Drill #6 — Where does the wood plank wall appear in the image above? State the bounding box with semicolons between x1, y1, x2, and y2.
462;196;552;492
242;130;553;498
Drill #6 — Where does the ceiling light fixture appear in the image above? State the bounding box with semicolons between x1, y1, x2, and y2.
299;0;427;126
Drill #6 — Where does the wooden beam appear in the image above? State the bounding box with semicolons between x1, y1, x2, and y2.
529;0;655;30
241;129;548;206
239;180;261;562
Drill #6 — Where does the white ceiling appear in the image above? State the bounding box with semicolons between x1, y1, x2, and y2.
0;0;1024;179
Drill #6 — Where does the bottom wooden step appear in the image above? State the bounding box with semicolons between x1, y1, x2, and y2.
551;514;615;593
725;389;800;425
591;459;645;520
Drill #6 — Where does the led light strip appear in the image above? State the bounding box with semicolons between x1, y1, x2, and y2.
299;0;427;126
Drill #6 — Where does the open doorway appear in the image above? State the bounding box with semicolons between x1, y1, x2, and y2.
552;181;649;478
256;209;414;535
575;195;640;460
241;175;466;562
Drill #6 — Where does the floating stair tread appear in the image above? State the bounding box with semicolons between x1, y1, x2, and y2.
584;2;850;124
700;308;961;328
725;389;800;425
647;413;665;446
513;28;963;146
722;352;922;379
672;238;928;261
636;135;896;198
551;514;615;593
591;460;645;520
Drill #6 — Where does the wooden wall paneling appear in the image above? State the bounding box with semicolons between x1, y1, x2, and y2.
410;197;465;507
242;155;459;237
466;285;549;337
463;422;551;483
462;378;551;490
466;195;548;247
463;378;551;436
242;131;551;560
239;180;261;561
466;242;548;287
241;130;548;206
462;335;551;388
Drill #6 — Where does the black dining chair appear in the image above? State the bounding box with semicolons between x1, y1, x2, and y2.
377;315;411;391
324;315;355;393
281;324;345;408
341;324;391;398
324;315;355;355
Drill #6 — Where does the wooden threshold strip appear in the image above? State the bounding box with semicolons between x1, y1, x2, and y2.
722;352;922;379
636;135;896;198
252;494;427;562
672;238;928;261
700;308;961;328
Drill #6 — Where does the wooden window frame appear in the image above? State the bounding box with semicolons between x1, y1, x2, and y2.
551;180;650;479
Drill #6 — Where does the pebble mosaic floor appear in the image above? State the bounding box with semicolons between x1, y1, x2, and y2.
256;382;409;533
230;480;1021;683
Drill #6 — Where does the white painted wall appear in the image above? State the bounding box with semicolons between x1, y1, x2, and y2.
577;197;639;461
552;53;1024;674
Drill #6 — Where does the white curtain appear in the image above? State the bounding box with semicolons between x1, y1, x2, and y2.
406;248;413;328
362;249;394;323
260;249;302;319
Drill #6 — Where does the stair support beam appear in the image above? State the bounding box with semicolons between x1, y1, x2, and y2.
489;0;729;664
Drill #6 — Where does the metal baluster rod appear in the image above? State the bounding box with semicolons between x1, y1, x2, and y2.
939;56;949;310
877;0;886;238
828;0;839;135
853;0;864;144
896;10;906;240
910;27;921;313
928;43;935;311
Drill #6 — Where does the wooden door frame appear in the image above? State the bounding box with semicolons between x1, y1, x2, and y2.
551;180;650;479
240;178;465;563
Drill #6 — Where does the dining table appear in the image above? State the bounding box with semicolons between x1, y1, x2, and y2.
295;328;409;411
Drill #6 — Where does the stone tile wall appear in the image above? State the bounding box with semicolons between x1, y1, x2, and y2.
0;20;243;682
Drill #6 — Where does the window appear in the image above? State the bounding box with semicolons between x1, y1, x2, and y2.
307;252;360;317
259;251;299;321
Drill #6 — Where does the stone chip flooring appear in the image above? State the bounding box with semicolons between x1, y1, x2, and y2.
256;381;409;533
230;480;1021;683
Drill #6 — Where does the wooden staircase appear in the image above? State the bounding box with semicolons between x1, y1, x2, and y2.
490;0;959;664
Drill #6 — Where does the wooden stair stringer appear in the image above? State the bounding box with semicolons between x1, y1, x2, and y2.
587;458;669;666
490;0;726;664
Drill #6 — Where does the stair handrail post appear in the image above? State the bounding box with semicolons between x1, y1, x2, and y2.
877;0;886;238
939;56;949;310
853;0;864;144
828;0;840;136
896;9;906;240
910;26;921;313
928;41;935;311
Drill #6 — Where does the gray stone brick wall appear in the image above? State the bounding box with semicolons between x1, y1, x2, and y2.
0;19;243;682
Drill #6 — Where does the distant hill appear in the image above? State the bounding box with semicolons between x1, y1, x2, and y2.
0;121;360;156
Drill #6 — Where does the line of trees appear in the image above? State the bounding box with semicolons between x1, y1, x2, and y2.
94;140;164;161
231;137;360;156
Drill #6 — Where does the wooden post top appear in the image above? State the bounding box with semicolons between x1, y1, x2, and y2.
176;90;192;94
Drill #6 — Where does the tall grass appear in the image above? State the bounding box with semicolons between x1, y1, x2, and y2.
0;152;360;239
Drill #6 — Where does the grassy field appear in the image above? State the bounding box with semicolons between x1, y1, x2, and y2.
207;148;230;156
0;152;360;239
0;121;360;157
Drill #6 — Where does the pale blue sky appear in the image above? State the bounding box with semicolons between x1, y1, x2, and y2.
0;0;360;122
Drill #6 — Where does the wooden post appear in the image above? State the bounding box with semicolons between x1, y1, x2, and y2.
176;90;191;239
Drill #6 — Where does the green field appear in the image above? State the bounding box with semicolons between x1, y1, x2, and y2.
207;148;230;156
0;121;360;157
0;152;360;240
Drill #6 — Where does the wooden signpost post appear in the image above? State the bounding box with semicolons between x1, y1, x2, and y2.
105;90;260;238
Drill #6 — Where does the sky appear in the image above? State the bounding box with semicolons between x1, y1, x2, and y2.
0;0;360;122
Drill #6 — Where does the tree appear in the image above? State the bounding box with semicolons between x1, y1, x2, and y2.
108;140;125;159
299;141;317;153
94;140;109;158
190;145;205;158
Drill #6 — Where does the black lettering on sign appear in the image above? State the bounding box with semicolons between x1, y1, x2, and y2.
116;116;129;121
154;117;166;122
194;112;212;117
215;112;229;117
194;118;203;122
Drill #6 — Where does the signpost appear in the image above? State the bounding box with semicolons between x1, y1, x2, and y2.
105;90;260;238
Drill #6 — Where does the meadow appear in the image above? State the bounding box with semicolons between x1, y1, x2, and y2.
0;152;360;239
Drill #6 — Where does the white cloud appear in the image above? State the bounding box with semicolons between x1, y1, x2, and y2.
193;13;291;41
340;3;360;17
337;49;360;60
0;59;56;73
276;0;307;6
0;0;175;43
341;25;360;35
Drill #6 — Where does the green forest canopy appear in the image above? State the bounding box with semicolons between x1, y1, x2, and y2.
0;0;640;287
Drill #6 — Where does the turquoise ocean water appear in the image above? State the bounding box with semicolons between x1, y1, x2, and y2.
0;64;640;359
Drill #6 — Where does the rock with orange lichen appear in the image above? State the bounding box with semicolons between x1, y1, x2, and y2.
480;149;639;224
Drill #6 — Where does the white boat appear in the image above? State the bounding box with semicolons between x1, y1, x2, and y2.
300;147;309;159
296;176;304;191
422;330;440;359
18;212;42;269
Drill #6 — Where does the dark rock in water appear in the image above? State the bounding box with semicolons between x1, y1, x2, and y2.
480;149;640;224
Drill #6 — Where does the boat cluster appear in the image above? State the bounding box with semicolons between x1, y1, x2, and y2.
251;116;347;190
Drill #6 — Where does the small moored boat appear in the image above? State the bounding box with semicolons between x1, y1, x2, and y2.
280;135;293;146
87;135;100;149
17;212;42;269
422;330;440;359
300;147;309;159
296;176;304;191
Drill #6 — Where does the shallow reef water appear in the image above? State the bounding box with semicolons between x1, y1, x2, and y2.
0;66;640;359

-------------------------

Exercise instructions | Arrange all of the records above as a two-column CSV with the header columns "prompt" and "boxes", one row per request. Put each request's text and its answer in their own quoted fields, with any line breaks replaced by spaces.

Answer to the task |
prompt,boxes
"Drill #6 — Where does the wood plank wall appear in the image above? State the bounding box with semicolons between x1, y1, x2, and y2.","462;196;552;492 242;130;553;498"
"Drill #6 — Where does the ceiling light fixture appear in the image above? State the bounding box with semicolons between x1, y1, x2, and y2.","299;0;427;126"
"Drill #6 — Where does the wooden beam appear in the image above? State the bounding box with semicolons between x1, y1, x2, and y2.","529;0;655;30 241;129;548;206 239;180;261;562"
"Drill #6 — Where does the white ceiling appear in the image above? State the bounding box with semicolons between x1, y1, x2, and y2.","0;0;1024;179"
"Drill #6 — Where does the bottom wooden step appear in the image above? State the bounding box with semicolons between x1, y1, x2, and y2.","551;514;615;593 725;389;800;425 591;459;645;520"
"Drill #6 — Where does the led light strip appear in the image above? State the bounding box with semicolons between x1, y1, x2, and y2.","299;0;427;126"
"Drill #6 — Where does the open doorway appear in the image above? State the bounding box with semicolons between x1, y1, x2, and y2.","552;181;649;478 256;209;414;535 575;195;640;460 241;175;466;562"
"Drill #6 — Where does the floating stair tread appear in the image above? State the bounding box with semicolons between x1, y1, x2, and y2.","584;2;850;124 700;308;961;328 725;389;800;425 647;413;665;446 513;28;963;146 722;352;922;379 672;238;928;261 636;135;896;198 551;514;615;593 591;460;645;520"
"Drill #6 — Where does the wooden wall paneling appear in the image above? State the bounding box with semicolons between x1, y1, x2, and y2.","410;197;465;507 242;155;459;237 466;285;549;337 463;422;551;483 462;378;551;490 466;195;548;247 463;378;551;436 242;131;551;560 239;180;261;561 466;242;548;287 241;130;548;206 462;335;551;388"
"Drill #6 — Where does the black dining chair appear in the image above? State the bounding box with semicolons between x1, y1, x2, and y2.","377;315;411;391 324;315;355;393 281;324;345;408 341;324;391;398 324;315;355;355"
"Drill #6 — Where does the wooden threshold strip appear in the image above? State the bounding box with semicolons between x1, y1, x2, and y2.","722;352;922;379 636;135;896;198 252;494;427;562 672;238;928;261 700;308;961;328"
"Drill #6 — Where does the wooden window frame appear in the image above? State the bounding box with semicolons between x1, y1, x2, and y2.","551;180;650;479"
"Drill #6 — Where does the pebble mosaic floor appear in the image above? State the bounding box with semicolons between x1, y1, x2, and y2.","256;382;409;533 230;480;1021;683"
"Drill #6 — Where does the white painted wall appear in the image above? State the bounding box with semicolons between x1, y1, x2, and y2.","577;197;639;461 552;53;1024;674"
"Drill #6 — Where does the white curtain appear in the image above? State the bounding box with semicolons between x1, y1, x2, and y2.","406;248;413;328 362;249;394;323 260;249;302;319"
"Drill #6 — Where does the stair support beam appear in the image above? State the bounding box with semicolons between x1, y1, x2, and y2.","489;0;729;664"
"Drill #6 — Where does the metal baluster rod appear in the image above? State the bounding box with semicolons between x1, y1, x2, and y2.","939;56;949;310 877;0;886;238 828;0;839;135 853;0;864;144 896;10;906;240 910;27;921;313 928;43;935;311"
"Drill #6 — Where does the wooden door frame appear in the image above? State the bounding box with semicolons between x1, y1, x2, and y2.","551;180;650;479 240;178;465;563"
"Drill #6 — Where does the dining table appear in the image above? State the bounding box with semicolons between x1, y1, x2, and y2.","295;328;409;411"
"Drill #6 — Where does the stone tile wall appear in the image above? State the bounding box with semicolons between x1, y1, x2, and y2.","0;20;243;682"
"Drill #6 — Where does the window appear in the image above? State the bounding box with semicolons between x1, y1, x2, and y2.","307;252;360;317 259;251;299;321"
"Drill #6 — Where does the stone chip flooring appear in the image above? State the bounding box with semicolons between x1, y1, x2, and y2.","256;381;409;533 230;480;1021;683"
"Drill #6 — Where does the wooden staircase appear in the image above? State the bounding box with semicolons between x1, y1, x2, and y2.","490;0;959;664"
"Drill #6 — Where does the wooden stair stringer appear in the image above? State the bounding box with semicolons between x1, y1, x2, and y2.","587;458;669;666 490;0;726;664"
"Drill #6 — Where does the stair handrail post appear in the image above? State the bounding box with semicolons between x1, y1, x2, and y2.","877;0;886;238 939;56;949;310 853;0;864;144 828;0;840;136 896;9;906;240 910;26;921;313 928;41;935;311"
"Drill #6 — Where does the gray stone brick wall appear in the image above? State the bounding box with semicolons between x1, y1, x2, and y2.","0;19;243;682"
"Drill #6 — Where does the distant hill appear in the image above? State the bounding box with semicolons between x1, y1, x2, and y2.","0;121;360;156"
"Drill #6 — Where does the line of trees appear in the image above? State the bounding box with semicolons between x1, y1, x2, and y2.","94;140;164;161 231;137;360;156"
"Drill #6 — Where does the wooden post top appear in the image above? State the bounding box with semicolons between x1, y1, x2, and y2.","176;90;192;94"
"Drill #6 — Where does the tall grass appear in the image above? State the bounding box with semicolons between x1, y1, x2, and y2.","0;152;360;239"
"Drill #6 — Where does the grassy field appear in the image above? State the bounding box with semicolons between x1, y1, x2, and y2.","207;148;230;156 0;152;360;239 0;121;360;157"
"Drill #6 — Where does the pale blue sky appear in the image above? State the bounding box with semicolons between x1, y1, x2, and y2.","0;0;360;122"
"Drill #6 — Where does the wooden post appear in the image above? State the bounding box with semicolons between x1, y1, x2, and y2.","176;90;191;239"
"Drill #6 — Where does the green field appear in the image above? State the bounding box with semicolons between x1, y1, x2, and y2.","207;148;230;156 0;121;360;157 0;152;360;240"
"Drill #6 — Where does the wooden signpost post appear in the image above? State the bounding box with semicolons between x1, y1, x2, and y2.","105;90;260;238"
"Drill #6 — Where does the sky appear in the image above? State the bounding box with semicolons between x1, y1, x2, and y2.","0;0;360;122"
"Drill #6 — Where does the tree appear in the image above? State the bounding box with semicolons between x1, y1, x2, and y2.","108;140;125;159 299;141;317;153 94;140;109;158 190;145;205;158"
"Drill #6 — Where does the black lettering on sign appear in the image above? State the bounding box with semicolons between x1, y1, x2, and y2.","116;116;129;121 154;117;166;122 194;112;212;117 215;112;229;117 194;118;203;122"
"Drill #6 — Where does the signpost appear in the image above? State the bounding box with semicolons between x1, y1, x2, and y2.","105;90;260;238"
"Drill #6 — Where does the meadow appear in the image above? State the bounding box with semicolons between x1, y1, x2, and y2.","0;152;360;239"
"Drill #6 — Where does the white cloud appear in the image above? State the bounding box with semicolons between x1, y1, x2, and y2.","193;13;291;41 340;3;360;17 337;49;360;60 0;59;56;73 276;0;307;6 0;0;175;43 341;25;360;35"
"Drill #6 — Where does the green forest canopy appear in the image above? State the bounding box with semicolons between x1, y1, x2, and y2.","0;0;640;287"
"Drill #6 — Where does the turquoise ocean water appear in the image above? State the bounding box with semicolons between x1, y1, x2, and y2.","0;64;640;359"
"Drill #6 — Where does the rock with orange lichen appear in the image above? State the bounding box with semicolons between x1, y1, x2, and y2.","480;149;639;224"
"Drill #6 — Where does the white boat appear in the image above? State the bounding box with semicolons between x1, y1, x2, and y2.","300;147;309;159 296;176;304;191 422;330;440;359 18;212;42;269"
"Drill #6 — Where does the dark rock in water appear in the image above? State the bounding box with semicolons between x1, y1, x2, and y2.","480;149;640;224"
"Drill #6 — Where does the boat cluster appear in the image above? State the bounding box with semicolons between x1, y1, x2, and y2.","251;116;347;190"
"Drill #6 — Where does the small moored boat appear in the image above? State the bounding box with semicolons between x1, y1, x2, and y2.","280;135;293;146 87;135;100;149 17;212;42;269 422;330;440;359 300;147;309;159 296;176;304;191"
"Drill #6 — Where does the shallow reef water appear in the image above? State the bounding box with semicolons between x1, y1, x2, and y2.","0;66;640;359"